_To do_
Print out the data that follows exactly, character for character, apart from the pictures.

********************

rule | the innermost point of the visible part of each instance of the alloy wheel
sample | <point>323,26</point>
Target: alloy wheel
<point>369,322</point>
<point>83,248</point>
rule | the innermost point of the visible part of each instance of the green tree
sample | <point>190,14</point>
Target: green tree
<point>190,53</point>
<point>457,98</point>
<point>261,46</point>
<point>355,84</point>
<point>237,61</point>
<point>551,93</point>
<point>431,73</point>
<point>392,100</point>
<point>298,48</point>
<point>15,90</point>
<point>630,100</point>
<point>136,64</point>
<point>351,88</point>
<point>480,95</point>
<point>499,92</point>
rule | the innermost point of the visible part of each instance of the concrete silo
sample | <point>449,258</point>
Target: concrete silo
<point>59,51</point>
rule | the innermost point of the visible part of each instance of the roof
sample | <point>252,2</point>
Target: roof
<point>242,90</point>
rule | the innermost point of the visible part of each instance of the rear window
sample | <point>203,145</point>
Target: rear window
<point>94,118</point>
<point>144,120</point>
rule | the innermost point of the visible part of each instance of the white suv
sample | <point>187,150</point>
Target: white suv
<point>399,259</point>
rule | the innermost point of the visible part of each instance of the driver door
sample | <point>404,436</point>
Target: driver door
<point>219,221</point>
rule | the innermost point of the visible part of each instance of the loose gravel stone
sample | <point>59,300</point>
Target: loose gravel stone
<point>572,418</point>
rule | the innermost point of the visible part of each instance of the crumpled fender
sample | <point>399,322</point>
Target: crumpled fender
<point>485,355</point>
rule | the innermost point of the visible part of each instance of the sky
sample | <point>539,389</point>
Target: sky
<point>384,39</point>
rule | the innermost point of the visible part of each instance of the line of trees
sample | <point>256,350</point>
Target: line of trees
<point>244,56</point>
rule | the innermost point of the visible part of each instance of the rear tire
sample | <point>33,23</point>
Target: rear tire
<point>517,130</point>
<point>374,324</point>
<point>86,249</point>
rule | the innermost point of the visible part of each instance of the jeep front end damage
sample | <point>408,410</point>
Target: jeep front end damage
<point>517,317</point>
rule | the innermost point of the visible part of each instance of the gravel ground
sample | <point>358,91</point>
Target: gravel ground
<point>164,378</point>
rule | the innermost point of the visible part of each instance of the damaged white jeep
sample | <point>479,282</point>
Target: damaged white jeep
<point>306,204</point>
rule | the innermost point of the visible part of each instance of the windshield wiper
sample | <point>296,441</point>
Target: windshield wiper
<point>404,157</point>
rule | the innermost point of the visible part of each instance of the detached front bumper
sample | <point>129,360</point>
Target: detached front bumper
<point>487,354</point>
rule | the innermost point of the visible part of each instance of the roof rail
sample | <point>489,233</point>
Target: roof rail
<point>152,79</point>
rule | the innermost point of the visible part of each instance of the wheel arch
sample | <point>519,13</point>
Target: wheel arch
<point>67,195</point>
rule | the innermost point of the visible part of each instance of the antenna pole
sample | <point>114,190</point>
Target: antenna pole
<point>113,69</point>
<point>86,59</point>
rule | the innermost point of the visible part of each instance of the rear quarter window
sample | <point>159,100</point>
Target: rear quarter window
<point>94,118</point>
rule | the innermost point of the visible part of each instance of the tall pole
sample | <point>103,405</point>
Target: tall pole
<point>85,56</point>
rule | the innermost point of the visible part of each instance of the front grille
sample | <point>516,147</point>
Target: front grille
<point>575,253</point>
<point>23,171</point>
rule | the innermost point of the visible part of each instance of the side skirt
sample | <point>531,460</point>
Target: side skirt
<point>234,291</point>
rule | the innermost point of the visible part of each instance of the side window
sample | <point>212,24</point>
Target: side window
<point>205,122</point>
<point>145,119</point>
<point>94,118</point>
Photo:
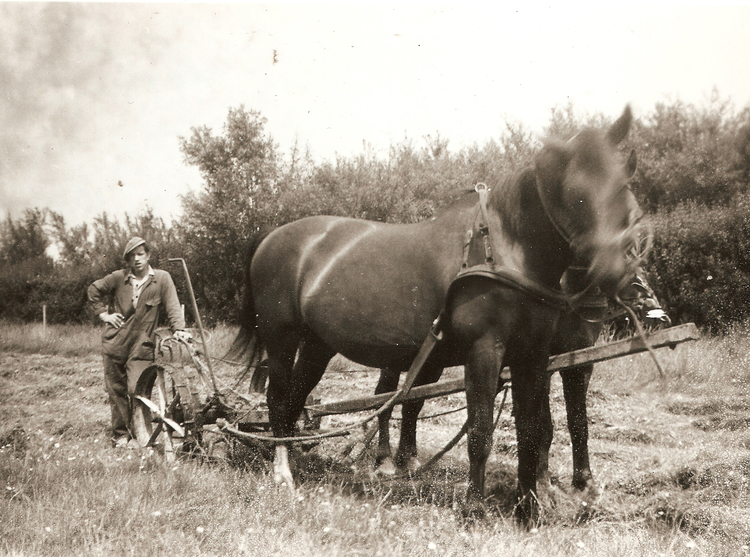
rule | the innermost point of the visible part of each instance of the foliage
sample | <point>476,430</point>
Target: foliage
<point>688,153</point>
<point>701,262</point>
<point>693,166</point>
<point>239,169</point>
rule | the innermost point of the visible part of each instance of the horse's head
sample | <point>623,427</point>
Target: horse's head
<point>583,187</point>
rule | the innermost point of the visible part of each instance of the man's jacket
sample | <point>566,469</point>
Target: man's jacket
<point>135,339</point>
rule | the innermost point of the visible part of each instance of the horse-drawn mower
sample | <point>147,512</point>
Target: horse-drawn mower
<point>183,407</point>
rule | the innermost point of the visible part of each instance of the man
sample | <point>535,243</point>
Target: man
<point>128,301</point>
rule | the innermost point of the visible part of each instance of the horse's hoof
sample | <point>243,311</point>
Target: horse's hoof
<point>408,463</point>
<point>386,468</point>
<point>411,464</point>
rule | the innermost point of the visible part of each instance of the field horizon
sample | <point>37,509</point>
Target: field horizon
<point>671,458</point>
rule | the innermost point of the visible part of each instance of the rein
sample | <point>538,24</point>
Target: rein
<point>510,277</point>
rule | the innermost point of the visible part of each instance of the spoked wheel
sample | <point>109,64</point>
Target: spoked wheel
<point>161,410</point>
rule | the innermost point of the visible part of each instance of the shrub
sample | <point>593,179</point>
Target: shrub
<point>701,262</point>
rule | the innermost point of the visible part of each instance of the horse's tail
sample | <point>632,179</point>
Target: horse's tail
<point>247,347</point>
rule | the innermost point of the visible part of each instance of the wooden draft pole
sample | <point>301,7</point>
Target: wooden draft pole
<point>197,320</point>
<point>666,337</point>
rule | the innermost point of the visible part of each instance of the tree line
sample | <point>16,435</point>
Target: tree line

********************

_Solution for this problem_
rule | the innermost point of the visible part of each instance of the alloy wheel
sample | <point>323,26</point>
Target: alloy wheel
<point>369,322</point>
<point>83,248</point>
rule | the innermost point of the visible part of each instance of the green tree
sample | <point>190,14</point>
Target: green tree
<point>190,53</point>
<point>457,98</point>
<point>261,46</point>
<point>355,84</point>
<point>237,61</point>
<point>551,93</point>
<point>431,73</point>
<point>392,100</point>
<point>298,48</point>
<point>15,90</point>
<point>630,100</point>
<point>136,64</point>
<point>351,88</point>
<point>480,95</point>
<point>499,92</point>
rule | the innermost point of the visible part of each instance of the concrete silo
sample | <point>449,258</point>
Target: concrete silo
<point>59,51</point>
rule | the innermost point of the visible part of each instance of the roof
sample | <point>252,2</point>
Target: roof
<point>242,90</point>
rule | the innermost point of the visible part of each instance of the rear window
sample | <point>203,145</point>
Target: rear window
<point>94,118</point>
<point>144,120</point>
rule | the innermost point of the visible part of each instance of the white suv
sample | <point>187,150</point>
Target: white suv
<point>399,259</point>
rule | the innermost point of the visible part of each instance of the driver door
sample | <point>404,436</point>
Target: driver door
<point>219,221</point>
rule | the innermost point of the visible part of each instance of the loose gravel stone
sample | <point>59,300</point>
Target: loose gravel stone
<point>572,418</point>
rule | the innermost point of the visible part of each instance of the crumpled fender
sample | <point>399,322</point>
Target: crumpled fender
<point>485,355</point>
rule | the innermost point of the visible part of each instance of the sky
sample | <point>539,389</point>
Target: sky
<point>384,39</point>
rule | the innermost point of the visible part of each instance of the line of trees
sample | <point>256,350</point>
Target: line of trees
<point>244,56</point>
rule | the innermost point of the visible part of each instance of the rear tire
sample | <point>33,23</point>
Target: rear tire
<point>517,130</point>
<point>374,324</point>
<point>86,249</point>
rule | the innermost point of the visible part of each instance of the jeep front end damage
sample | <point>408,410</point>
Target: jeep front end damage
<point>517,317</point>
rule | the innermost point of the visible part of each instance of the gravel ground
sample | <point>358,91</point>
Target: gravel ground
<point>164,378</point>
rule | the innermost point of the visible part of each instance of the damaged white jeep
sample | <point>479,282</point>
Target: damaged white jeep
<point>306,204</point>
rule | the innermost point of the visible part of each instance of the windshield wiper
sample | <point>296,441</point>
Target: windshield wiper
<point>404,157</point>
rule | the innermost point of the visible part of each instance of the detached front bumper
sample | <point>129,360</point>
Target: detached front bumper
<point>487,354</point>
rule | the innermost point of the visible part of each instance of the roof rail
sample | <point>489,233</point>
Target: roof rail
<point>152,79</point>
rule | the innermost point of the visible part of each instance of the wheel arch
sample | <point>519,13</point>
Target: wheel arch
<point>67,195</point>
rule | the innermost point of the visible part of each instance of the antenna pole
sample | <point>114,190</point>
Target: antenna pole
<point>113,69</point>
<point>86,59</point>
rule | the innermost point of the visible part of each instance of the rear quarter window
sample | <point>159,100</point>
Target: rear quarter window
<point>94,118</point>
rule | the innermost point of the visible part of each instance of the tall pole
sample | <point>103,405</point>
Target: tall pole
<point>85,56</point>
rule | the innermost point of the visible part of each instance of the front grille
sample | <point>516,147</point>
Target: front grille
<point>575,253</point>
<point>23,171</point>
rule | the innermost point of the visible part of each instance of the side skirt
sample | <point>531,460</point>
Target: side skirt
<point>234,291</point>
rule | the innermost point of the visible part of each instance of the side window
sample | <point>212,24</point>
Target: side window
<point>205,122</point>
<point>145,119</point>
<point>94,118</point>
Photo:
rule | the innermost point of the visible part of each instance of the foliage
sample | <point>476,430</point>
Target: foliage
<point>688,153</point>
<point>701,262</point>
<point>693,166</point>
<point>239,169</point>
rule | the innermost point of the visible part of each instance of the horse's head
sample | <point>623,427</point>
Target: horse's head
<point>583,187</point>
rule | the innermost point of the visible part of each instance of the man's jacket
sample | <point>566,469</point>
Target: man's jacket
<point>135,339</point>
rule | the innermost point of the visible part of each instance of the horse-drawn mower
sample | <point>147,512</point>
Target: horse-drawn mower
<point>183,407</point>
rule | the innermost point of the visible part of each instance of the man
sample | <point>535,243</point>
Target: man
<point>128,301</point>
rule | the innermost point of the visible part of each instance of the horse's hoof
sample | <point>243,311</point>
Target: horse's hoof
<point>408,463</point>
<point>386,468</point>
<point>411,464</point>
rule | the innermost point of the visible part of each instance of the field horizon
sample | <point>37,509</point>
Target: field horizon
<point>671,458</point>
rule | the innermost point of the visible part of each instance of the rein
sample | <point>538,24</point>
Target: rein
<point>510,277</point>
rule | the innermost point of the visible part of each instance of the spoked wheel
sample | <point>109,64</point>
Target: spoked wheel
<point>161,410</point>
rule | the innermost point of the visible part of each instance of the shrub
sample | <point>593,179</point>
Target: shrub
<point>701,262</point>
rule | the innermost point of the visible part of each instance of the horse's tail
sample | <point>632,179</point>
Target: horse's tail
<point>247,347</point>
rule | the innermost point of the visible part of each instance of the wooden draft pole
sample | <point>301,7</point>
Target: wooden draft pole
<point>197,320</point>
<point>666,337</point>
rule | the innermost point of the visible part of each instance of the tree line
sample | <point>16,435</point>
Target: tree line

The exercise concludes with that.